TEXT EXTRACT:
Andy Johnston is an multi-faceted communication professional with deep experience from strategic planning, to messaging, to marketing, to media, to events, to training, to creative direction … and there are several other ”to’s.” Andy is known for his energy, creativity and his unique ability to discover the key results that must be generated – and then to develop ingenious ways to engage and motivate audiences.

Monday, January 18, 2010

I Want To Be Engaged, Are You Available? The Real Rules Of Customer Engagement!

Love Hurts

One of our boys stood in the office door. Samuel is 10, an amazing kid and my unofficial business partner. I steal my best ideas from him. He looked up and hit me with a 357 magnum question, "Dad, how can I make people like me?"

It was one of those Father/Son moments that are so difficult. I answered, "Well, I was always told that the only way to have a friend is to be a friend." He thought about it for a long moment, gave me a smile and left. That's Samuel.

You know it seems to me that is what we are trying to do the majority of time in marketing is "make people like us." We select the people we really want, research and analyze them in hopes of uncovering their secrets and then do anything we can to make them like us. Of course we can't just call it that - we call it engaging people.

Let's Get Engaged

Do you engage? Are you engaging? Do you practice and encourage engagement? The idea of engagement is rapidly being mutated from a basically good idea into a business buzzword and cliché de jour. Here’s the telltale hint – no one can agree on what it means or it’s various manifestations. Do you notice there's a lot of that going around now days?

Customer engagement, employee engagement, audience engagement, engagement marketing, engagement modeling, engagement lifecycle and customer engagement agencies - it goes from the five word basics to ways to measure the strength of “brand marriages.” Folks, I can’t make this stuff up.

What We’re Really Talking About

Let's agree to park the analytics, statistics and psychology for a moment. Customers, employees and audiences are all people and the only difference is in our expectation of them. Their reactions don’t change with their titles nor do their sensitivities and beliefs. Simply adding a title doesn’t change the essential requirement of engaging people or making them like you.

Engagement = People

A better way to think about it is that engagement is a relationship about a specific thing for a specific time. It’s involvement, commitment and personalization. If you see your customers as people then relationships are easier to form. The relationships draw them to your company, not the products or all the marketing. When you treat customers like people and not account numbers they will respond like people. People are loyal - accounts numbers aren't.

Think, Feel, Act, Do

One of our principles around here is Think, Feel, Act, Do. We see them as the keys to achieving critical results regardless of your communication deliver system. They are all people terms, not processes or models. Think, Feel, Act, Do is the strategy we use to approach every project because we believe that all results come from people. People expect a purpose. Engaging someone isn't an action, reaction or a programmed interaction. If engagement is a relationship then it has a beginning, middle and, hopefully, no end.

WORK TO BE COMPLETED:
In the blog post on customer engagement, what principle is used to approach every project?

ENTRIES PROVIDED:
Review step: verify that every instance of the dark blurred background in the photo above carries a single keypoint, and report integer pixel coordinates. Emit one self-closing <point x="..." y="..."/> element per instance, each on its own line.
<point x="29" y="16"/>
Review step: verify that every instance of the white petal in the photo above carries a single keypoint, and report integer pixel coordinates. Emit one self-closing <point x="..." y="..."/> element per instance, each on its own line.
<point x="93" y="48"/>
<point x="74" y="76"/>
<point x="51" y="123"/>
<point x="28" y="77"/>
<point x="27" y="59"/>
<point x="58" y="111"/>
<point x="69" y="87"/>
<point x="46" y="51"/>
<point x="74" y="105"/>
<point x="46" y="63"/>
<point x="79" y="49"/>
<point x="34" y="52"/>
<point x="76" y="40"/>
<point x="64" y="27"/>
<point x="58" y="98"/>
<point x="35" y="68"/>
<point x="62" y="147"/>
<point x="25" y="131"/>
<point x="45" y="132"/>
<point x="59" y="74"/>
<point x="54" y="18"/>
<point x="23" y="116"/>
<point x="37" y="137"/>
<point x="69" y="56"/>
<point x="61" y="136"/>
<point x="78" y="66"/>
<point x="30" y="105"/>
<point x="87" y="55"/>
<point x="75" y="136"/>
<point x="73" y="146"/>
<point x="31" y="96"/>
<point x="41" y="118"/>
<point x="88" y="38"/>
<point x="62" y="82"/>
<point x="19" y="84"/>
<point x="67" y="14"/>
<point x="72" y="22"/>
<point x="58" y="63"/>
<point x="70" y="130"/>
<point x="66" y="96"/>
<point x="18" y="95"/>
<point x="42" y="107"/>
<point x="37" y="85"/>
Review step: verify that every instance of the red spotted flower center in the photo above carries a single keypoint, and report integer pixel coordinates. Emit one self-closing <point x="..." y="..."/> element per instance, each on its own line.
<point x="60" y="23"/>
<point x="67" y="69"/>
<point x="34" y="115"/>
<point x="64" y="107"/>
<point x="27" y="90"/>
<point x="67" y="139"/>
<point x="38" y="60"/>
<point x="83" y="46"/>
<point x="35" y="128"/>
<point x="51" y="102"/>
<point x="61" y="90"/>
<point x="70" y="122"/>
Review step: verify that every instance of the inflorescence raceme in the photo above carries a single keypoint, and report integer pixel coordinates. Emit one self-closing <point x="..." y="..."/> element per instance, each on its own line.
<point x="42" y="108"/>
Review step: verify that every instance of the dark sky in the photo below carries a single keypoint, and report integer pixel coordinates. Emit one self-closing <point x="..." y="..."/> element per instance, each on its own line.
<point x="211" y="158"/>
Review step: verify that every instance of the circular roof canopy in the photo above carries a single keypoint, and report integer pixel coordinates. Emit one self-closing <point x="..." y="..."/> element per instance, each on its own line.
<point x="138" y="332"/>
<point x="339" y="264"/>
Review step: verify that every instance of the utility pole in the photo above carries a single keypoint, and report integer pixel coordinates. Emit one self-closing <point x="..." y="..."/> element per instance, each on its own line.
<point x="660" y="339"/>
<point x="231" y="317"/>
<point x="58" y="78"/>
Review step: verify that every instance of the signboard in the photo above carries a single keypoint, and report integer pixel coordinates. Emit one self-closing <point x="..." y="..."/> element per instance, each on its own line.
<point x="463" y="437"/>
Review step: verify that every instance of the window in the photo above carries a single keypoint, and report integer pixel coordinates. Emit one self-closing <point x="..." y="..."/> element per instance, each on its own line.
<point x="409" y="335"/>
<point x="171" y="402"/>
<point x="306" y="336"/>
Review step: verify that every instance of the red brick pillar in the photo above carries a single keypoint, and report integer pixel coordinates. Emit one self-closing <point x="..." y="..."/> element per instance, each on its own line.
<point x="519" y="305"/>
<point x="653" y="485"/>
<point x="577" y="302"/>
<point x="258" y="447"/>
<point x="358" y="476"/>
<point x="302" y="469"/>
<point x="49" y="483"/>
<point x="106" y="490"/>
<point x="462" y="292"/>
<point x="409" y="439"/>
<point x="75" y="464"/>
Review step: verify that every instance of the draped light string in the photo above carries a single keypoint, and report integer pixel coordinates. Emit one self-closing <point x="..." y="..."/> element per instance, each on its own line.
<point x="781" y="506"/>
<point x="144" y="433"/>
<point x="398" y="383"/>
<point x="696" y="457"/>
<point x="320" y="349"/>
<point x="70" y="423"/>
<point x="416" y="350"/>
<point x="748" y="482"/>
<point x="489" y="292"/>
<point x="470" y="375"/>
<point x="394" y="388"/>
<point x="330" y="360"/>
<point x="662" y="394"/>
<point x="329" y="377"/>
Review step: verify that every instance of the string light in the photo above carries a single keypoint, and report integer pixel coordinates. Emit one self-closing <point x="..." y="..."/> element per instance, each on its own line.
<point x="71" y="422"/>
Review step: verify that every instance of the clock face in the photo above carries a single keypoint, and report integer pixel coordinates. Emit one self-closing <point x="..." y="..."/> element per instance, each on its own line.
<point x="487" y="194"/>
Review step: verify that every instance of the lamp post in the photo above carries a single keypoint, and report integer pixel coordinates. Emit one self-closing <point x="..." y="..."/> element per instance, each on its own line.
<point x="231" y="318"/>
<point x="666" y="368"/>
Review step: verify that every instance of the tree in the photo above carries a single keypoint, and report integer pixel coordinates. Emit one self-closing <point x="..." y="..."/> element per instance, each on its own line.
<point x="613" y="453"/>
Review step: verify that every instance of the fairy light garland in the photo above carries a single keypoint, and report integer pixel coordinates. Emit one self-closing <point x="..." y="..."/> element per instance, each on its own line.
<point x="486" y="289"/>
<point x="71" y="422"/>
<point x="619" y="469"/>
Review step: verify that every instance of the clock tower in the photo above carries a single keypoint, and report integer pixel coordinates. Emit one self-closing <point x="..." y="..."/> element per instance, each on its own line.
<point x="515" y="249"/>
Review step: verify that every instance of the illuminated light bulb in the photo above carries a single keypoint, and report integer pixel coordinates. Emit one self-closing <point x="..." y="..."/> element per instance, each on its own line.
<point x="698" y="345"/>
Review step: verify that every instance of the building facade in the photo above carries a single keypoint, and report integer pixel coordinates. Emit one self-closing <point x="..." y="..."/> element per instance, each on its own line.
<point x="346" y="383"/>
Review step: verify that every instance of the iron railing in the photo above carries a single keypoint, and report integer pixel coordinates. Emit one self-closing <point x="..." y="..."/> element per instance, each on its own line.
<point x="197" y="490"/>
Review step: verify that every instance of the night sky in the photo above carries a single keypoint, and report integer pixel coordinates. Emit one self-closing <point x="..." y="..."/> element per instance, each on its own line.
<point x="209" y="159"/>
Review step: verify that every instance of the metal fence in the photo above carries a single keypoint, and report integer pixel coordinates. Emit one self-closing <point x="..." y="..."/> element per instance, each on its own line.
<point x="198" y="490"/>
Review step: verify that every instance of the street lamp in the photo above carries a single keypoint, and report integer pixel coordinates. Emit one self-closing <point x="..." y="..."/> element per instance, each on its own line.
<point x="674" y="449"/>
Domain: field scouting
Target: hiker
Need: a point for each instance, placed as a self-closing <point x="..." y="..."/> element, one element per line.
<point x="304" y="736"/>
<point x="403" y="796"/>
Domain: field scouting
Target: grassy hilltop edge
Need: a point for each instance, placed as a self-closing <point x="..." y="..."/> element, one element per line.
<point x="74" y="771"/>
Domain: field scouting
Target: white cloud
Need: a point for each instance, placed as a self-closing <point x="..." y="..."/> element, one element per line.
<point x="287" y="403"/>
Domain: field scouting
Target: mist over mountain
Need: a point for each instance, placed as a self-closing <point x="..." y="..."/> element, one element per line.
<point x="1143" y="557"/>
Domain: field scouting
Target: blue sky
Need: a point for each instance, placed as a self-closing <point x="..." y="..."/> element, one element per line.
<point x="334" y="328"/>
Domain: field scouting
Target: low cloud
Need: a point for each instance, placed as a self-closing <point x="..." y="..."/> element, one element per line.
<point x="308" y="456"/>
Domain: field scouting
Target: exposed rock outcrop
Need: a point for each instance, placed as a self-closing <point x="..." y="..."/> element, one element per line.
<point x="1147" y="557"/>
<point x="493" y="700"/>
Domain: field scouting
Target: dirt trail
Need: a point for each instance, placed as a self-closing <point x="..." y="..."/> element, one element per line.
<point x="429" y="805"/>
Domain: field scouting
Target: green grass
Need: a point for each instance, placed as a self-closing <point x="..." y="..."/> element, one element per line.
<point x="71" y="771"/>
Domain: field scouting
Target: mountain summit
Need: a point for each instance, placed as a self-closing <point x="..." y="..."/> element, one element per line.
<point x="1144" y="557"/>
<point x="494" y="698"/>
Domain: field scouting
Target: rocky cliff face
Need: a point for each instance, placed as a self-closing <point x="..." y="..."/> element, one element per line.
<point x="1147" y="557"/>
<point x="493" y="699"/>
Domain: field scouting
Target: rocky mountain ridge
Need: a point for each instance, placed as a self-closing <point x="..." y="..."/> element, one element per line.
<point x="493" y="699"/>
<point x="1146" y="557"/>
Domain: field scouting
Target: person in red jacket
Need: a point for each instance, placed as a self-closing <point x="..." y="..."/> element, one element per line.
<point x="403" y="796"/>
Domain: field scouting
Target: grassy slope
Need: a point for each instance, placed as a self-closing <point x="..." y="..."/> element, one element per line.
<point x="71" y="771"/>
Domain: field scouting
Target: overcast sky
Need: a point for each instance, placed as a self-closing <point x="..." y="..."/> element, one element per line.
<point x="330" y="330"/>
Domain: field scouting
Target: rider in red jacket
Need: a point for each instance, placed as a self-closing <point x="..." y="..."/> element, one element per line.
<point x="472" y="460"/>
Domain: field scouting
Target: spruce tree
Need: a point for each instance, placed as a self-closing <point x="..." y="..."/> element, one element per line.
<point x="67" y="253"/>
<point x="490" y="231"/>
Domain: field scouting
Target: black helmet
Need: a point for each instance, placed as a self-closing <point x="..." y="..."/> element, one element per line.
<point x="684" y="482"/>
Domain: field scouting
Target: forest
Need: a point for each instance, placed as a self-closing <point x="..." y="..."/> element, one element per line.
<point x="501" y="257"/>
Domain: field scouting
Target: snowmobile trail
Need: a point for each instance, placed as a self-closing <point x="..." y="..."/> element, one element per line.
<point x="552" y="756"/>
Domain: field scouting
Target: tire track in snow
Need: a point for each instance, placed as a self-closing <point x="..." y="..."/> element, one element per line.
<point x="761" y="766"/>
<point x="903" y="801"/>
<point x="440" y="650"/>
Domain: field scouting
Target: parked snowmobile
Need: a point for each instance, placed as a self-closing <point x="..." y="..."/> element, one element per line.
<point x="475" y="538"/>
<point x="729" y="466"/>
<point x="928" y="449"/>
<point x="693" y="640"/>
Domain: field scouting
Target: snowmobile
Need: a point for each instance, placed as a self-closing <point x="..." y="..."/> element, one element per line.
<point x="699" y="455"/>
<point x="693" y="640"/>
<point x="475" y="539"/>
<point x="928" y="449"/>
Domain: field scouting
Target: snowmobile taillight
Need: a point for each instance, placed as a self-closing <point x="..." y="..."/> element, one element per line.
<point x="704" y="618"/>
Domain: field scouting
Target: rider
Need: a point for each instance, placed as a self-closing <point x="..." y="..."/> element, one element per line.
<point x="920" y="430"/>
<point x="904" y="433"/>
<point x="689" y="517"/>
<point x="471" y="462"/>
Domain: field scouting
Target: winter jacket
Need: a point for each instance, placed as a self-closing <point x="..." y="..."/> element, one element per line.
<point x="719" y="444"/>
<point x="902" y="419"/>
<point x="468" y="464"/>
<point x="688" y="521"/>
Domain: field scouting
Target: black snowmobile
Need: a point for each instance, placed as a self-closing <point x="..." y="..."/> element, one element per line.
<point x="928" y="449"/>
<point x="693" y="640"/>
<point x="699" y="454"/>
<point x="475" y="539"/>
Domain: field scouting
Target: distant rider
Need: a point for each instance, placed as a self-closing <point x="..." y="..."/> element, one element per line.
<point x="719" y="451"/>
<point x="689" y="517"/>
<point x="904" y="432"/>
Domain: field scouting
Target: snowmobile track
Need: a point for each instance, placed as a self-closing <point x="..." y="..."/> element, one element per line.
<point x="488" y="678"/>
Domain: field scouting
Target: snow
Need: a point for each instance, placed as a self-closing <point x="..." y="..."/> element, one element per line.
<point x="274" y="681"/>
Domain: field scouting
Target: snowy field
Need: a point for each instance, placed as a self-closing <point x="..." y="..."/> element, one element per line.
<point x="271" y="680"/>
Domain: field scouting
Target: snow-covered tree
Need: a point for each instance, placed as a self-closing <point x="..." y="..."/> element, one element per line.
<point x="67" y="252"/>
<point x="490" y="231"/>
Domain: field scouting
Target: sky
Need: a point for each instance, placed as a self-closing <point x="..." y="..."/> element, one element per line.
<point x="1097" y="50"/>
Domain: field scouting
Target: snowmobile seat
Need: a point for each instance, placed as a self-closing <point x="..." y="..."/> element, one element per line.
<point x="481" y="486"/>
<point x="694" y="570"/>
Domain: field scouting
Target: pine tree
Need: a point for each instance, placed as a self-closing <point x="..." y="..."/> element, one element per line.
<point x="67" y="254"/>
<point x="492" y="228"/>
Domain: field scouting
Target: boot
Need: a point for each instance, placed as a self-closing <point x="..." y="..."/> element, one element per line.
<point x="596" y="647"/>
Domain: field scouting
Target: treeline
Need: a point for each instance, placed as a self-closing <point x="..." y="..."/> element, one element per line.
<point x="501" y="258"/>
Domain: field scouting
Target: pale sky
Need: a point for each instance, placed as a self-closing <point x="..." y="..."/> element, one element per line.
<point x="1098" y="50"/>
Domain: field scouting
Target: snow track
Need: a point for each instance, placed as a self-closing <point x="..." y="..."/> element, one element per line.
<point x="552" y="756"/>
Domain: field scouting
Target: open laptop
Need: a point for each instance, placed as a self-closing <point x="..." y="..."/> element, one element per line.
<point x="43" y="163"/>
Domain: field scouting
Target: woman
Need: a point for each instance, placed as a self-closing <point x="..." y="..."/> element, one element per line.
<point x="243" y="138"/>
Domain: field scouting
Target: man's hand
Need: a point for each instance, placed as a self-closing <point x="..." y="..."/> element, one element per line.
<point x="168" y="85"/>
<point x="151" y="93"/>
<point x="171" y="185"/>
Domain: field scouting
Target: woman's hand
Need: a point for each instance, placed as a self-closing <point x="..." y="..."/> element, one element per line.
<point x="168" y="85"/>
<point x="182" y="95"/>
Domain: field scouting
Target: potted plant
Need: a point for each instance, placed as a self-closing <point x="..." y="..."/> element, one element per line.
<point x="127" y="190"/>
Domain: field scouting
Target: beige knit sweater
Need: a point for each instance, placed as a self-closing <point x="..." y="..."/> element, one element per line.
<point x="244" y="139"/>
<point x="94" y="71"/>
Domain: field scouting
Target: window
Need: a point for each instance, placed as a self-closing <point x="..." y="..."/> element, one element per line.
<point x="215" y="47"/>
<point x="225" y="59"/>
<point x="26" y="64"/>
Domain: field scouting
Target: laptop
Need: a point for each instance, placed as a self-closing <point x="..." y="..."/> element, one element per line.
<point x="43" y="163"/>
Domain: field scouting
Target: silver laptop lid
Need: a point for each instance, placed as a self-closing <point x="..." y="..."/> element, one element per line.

FULL OUTPUT:
Think, Feel, Act, Do.